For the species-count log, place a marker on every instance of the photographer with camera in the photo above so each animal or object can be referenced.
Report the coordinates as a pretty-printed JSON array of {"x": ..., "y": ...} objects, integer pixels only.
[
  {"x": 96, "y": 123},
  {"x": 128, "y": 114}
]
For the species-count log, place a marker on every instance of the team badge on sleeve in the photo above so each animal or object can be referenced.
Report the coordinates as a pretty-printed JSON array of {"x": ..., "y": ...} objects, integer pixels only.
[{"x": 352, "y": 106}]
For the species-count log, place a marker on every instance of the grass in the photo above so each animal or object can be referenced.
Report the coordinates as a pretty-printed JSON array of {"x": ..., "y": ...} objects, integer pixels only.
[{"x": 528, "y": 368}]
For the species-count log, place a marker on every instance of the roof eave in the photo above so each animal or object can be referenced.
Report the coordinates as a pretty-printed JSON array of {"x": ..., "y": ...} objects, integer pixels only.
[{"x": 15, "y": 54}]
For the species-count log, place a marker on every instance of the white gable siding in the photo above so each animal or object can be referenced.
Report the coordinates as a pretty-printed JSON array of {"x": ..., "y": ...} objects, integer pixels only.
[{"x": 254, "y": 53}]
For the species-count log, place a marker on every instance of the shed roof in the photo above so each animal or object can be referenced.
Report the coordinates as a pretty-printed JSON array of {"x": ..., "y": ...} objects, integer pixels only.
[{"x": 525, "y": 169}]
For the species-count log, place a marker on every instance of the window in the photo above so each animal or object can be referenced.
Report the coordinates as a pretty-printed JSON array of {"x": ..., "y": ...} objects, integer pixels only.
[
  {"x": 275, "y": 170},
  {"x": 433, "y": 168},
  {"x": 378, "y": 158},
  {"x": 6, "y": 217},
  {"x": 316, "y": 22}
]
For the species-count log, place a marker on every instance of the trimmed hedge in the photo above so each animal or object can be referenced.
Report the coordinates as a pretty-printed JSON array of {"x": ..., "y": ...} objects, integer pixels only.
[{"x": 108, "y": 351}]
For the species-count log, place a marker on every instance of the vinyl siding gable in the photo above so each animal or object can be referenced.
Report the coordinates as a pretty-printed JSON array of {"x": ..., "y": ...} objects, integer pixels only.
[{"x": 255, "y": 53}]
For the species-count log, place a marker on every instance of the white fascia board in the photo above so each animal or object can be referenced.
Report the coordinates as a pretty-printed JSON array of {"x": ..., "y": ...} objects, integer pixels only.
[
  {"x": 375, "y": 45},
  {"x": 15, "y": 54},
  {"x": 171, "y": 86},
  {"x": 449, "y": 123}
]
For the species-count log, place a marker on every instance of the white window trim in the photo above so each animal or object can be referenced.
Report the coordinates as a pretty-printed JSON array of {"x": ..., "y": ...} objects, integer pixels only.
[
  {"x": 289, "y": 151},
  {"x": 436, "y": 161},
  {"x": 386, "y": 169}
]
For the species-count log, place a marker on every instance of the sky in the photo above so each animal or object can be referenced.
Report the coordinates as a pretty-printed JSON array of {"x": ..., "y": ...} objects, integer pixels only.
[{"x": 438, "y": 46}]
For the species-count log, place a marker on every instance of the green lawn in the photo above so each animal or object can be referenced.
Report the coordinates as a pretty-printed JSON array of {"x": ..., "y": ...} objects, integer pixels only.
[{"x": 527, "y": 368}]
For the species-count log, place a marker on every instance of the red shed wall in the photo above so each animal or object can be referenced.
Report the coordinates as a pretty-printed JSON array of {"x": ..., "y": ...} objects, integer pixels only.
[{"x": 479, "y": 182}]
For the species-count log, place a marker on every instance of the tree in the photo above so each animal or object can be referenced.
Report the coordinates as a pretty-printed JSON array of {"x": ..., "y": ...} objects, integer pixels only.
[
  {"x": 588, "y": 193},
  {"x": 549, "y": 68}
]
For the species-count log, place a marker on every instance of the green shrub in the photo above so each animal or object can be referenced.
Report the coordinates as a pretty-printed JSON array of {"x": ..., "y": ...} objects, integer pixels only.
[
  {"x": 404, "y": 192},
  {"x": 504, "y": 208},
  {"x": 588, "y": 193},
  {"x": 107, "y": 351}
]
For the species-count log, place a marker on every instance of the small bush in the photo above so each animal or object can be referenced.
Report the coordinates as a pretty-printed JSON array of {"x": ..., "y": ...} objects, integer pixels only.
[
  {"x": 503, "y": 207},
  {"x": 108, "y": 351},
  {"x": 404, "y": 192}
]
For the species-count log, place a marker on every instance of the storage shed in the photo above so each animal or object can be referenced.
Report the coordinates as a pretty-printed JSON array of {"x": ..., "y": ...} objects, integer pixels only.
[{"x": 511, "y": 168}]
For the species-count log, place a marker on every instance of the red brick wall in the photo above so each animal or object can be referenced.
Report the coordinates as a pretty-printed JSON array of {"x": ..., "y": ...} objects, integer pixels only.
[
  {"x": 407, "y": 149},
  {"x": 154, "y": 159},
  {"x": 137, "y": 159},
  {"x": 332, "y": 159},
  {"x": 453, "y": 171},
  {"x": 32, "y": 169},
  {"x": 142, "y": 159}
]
━━━━━━━━
> WHAT THIS TASK INVOLVES
Reproduce the complete data exactly as presented above.

> SOLUTION TO THIS TASK
For the species-count log, place a marker on every instance of the photographer with camera in the photo above so each animal or object can be referenced.
Report the coordinates as a pretty-printed JSON array of {"x": ..., "y": ...} objects, integer pixels only.
[
  {"x": 96, "y": 123},
  {"x": 128, "y": 114}
]
For the species-count log, place a marker on every instance of the team badge on sleeve in the photo above so each animal or object can be referenced.
Report the coordinates as a pretty-printed JSON array of {"x": ..., "y": ...} objects, integer pixels only.
[{"x": 352, "y": 106}]
For the species-count log, place a marker on every instance of the grass in the photo above so each animal or object can be referenced.
Report the coordinates as a pretty-printed JSON array of {"x": ..., "y": ...} objects, integer pixels only.
[{"x": 528, "y": 368}]
For the species-count log, place a marker on every instance of the roof eave in the photo above so each animal or object can be referenced.
Report the coordinates as a pretty-printed JSON array of {"x": ..., "y": ...} objects, integer pixels only.
[{"x": 15, "y": 54}]
For the species-count log, place a marker on every instance of the white gable siding in the photo above so each animal or object can be referenced.
Report the coordinates as a pretty-printed JSON array of {"x": ..., "y": ...} objects, integer pixels only.
[{"x": 254, "y": 53}]
For the species-count log, place a marker on every instance of the shed roof in the photo above so each animal or object can be referenced.
Report the coordinates as a pretty-printed JSON array of {"x": ..., "y": ...} objects, integer pixels only.
[{"x": 525, "y": 169}]
For the species-count log, place a marker on every instance of the window in the photo above so each animal or object can be referenced.
Report the coordinates as a pretty-printed JSON array of {"x": ..., "y": ...} objects, integer pixels only.
[
  {"x": 275, "y": 170},
  {"x": 433, "y": 168},
  {"x": 378, "y": 158},
  {"x": 6, "y": 217},
  {"x": 316, "y": 22}
]
For the species-count log, place a marker on every instance of the trimmed hedge in the photo above so each animal or object can be referenced.
Report the coordinates as a pretty-printed JSON array of {"x": ..., "y": ...} objects, integer pixels only.
[{"x": 108, "y": 351}]
For the species-count log, place a marker on every instance of the vinyl siding gable in the photo above so each animal or object can be referenced.
Report the coordinates as a pretty-printed JSON array of {"x": ..., "y": ...} objects, integer pixels only.
[{"x": 255, "y": 53}]
For the species-count log, place a marker on every instance of the white fascia board in the photo above so each animal or object can be referenced.
Report the coordinates as a pretty-printed JSON array of {"x": ..., "y": ...} objects, integer pixels only.
[
  {"x": 375, "y": 45},
  {"x": 15, "y": 54},
  {"x": 171, "y": 86},
  {"x": 449, "y": 123}
]
For the species-count log, place a marker on every instance of the white window trim in the photo above so each animal or object can be referenced.
Report the coordinates as a pretty-printed JSON array of {"x": ..., "y": ...} objects, integer pixels only.
[
  {"x": 289, "y": 151},
  {"x": 436, "y": 161},
  {"x": 386, "y": 169}
]
For the species-count log, place a marker on every instance of the sky in the photo above so each animal or object can be referenced.
Report the coordinates as a pretty-printed JSON array of {"x": ..., "y": ...} objects, integer pixels only.
[{"x": 438, "y": 46}]
For the species-count log, place a marker on every instance of the green lawn in the photo above so each animal or object can be referenced.
Report the coordinates as a pretty-printed JSON array of {"x": ..., "y": ...} objects, integer pixels only.
[{"x": 527, "y": 368}]
For the species-count log, place a marker on every instance of the red shed wall in the photo above so each animal or object can be referenced.
Report the coordinates as a pretty-printed JSON array of {"x": ..., "y": ...} objects, integer pixels only.
[{"x": 479, "y": 182}]
For the species-count log, place a marker on every instance of the tree in the photo above so each animal or object can be referenced.
Report the coordinates as a pretty-printed JSON array of {"x": ..., "y": ...} objects, integer pixels only.
[
  {"x": 588, "y": 193},
  {"x": 549, "y": 68}
]
For the species-count log, place a marker on every instance of the green shrub in the photo above so each animal or object can be referenced.
Report the coordinates as a pretty-printed JSON array of {"x": ..., "y": ...} objects, integer pixels only.
[
  {"x": 404, "y": 192},
  {"x": 504, "y": 208},
  {"x": 588, "y": 193},
  {"x": 107, "y": 351}
]
For the species-count log, place a marker on every instance of the small bush in the photo above so each animal or object can be referenced.
Report the coordinates as a pretty-printed JSON array of {"x": ..., "y": ...} objects, integer pixels only.
[
  {"x": 503, "y": 207},
  {"x": 108, "y": 351},
  {"x": 404, "y": 192}
]
For the species-count log, place a marker on every instance of the storage shed in the photo above so each animal or object can be referenced.
Report the coordinates as a pretty-printed JSON array of {"x": ..., "y": ...} objects, integer pixels only.
[{"x": 511, "y": 168}]
For the species-count log, place a marker on every instance of the red brick wall in the photo above so each animal or object can be referenced.
Report the coordinates as a pretty-printed JSON array of {"x": ..., "y": ...} objects, integer pixels only.
[
  {"x": 407, "y": 149},
  {"x": 154, "y": 159},
  {"x": 137, "y": 159},
  {"x": 332, "y": 159},
  {"x": 453, "y": 171},
  {"x": 32, "y": 169},
  {"x": 142, "y": 159}
]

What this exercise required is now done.